▸ **DOCUMENT SECTION**:
================

Thursday, February 2, 2012

How the property tax could destroy communities

Is the property tax the final insult to people who have worked all their lives to buy a house where they assumed they could live out their days?  Up until now you could have the electrics switched off and the bins uncollected, but you would still have a roof over your head.  One you chose, one you paid for.  Now even this is under threat.  For most people getting the electricity switched back on again is achievable, but if you lose your home there is a good chance that you will never own another one, and could become dependent on the State - and how is this going to help?  The new €100 property tax will be affordable for most people, but no-one knows how high it will go, or how it will be calibrated in future to take account of property/site values and ability to pay.  There is even a proposal that unpaid property tax could be collected from the estates of dead people or when a house is sold.  Apparently elderly people living in their own homes could be an (in) 'efficient use of land'.  This could be the final straw that destroys communities all over Ireland.

Imagine a little street in Dublin (with apologies to David McWilliams).  A street of old redbrick houses, well-kept, in a nice area, where a property tax or site valuation tax would be quite high.  Who lives there?

================

▸ **TASK INPUTS**:

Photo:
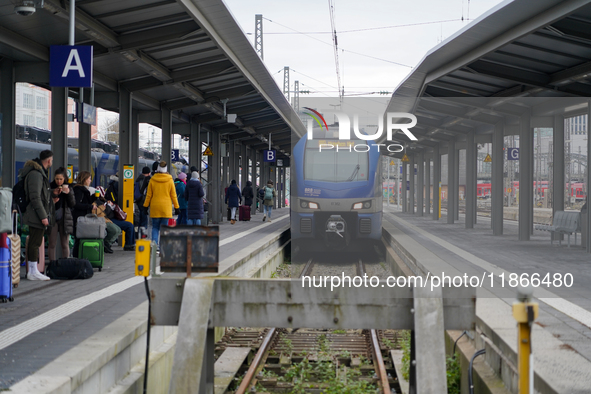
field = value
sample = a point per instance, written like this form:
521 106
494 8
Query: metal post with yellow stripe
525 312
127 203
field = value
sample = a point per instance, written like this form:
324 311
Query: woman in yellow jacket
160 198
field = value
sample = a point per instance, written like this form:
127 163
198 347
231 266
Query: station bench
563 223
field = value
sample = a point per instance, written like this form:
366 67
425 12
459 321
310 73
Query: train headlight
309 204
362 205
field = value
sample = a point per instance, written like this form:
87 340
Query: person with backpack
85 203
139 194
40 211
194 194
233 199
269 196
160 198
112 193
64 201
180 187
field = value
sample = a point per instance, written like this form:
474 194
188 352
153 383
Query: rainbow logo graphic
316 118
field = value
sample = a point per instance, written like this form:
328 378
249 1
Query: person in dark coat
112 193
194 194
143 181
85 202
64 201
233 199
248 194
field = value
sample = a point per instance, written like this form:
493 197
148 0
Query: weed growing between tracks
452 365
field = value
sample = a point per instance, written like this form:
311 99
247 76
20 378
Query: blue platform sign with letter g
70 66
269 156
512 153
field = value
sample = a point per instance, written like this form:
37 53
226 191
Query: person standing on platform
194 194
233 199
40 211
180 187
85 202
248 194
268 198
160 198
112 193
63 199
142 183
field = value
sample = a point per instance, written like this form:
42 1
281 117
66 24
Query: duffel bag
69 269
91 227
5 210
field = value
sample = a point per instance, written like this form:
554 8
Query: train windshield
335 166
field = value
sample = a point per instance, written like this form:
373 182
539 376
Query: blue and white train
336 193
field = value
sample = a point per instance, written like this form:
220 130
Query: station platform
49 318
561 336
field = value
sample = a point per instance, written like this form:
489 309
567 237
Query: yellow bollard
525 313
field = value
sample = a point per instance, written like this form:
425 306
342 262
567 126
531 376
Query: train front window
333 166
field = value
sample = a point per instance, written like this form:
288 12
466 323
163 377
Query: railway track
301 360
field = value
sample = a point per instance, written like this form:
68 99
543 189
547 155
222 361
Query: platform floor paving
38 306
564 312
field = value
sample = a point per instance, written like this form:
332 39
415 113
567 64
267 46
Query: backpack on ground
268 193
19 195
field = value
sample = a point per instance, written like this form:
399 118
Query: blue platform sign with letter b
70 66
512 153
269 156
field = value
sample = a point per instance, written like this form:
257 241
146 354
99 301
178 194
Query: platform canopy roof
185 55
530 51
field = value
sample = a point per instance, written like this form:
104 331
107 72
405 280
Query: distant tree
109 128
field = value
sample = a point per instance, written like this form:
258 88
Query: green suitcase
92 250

================

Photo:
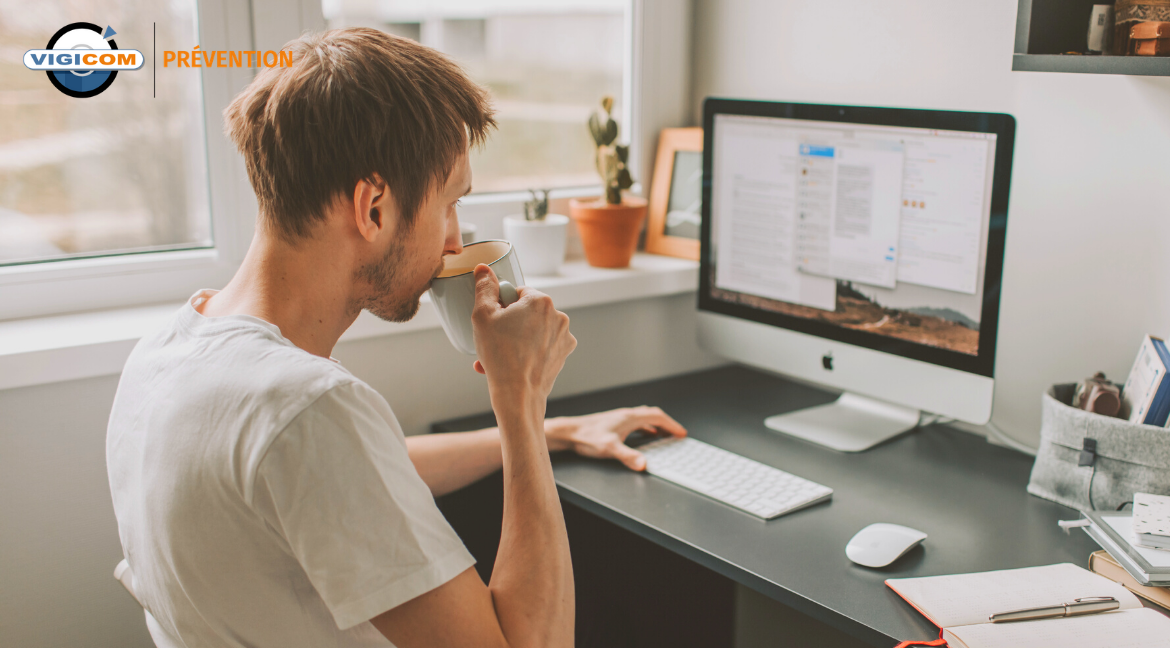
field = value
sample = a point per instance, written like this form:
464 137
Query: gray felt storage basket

================

▸ **OBJECTIVES**:
1. In the property tax post, rewrite the passage from "Imagine a little" to "high.  Who lives there?", replacing "Dublin" with "Cork".
2. How many lines of the listing contain the string "station"? Case counts; give only the number.

▸ **OUTPUTS**:
1.
Imagine a little street in Cork (with apologies to David McWilliams).  A street of old redbrick houses, well-kept, in a nice area, where a property tax or site valuation tax would be quite high.  Who lives there?

2. 2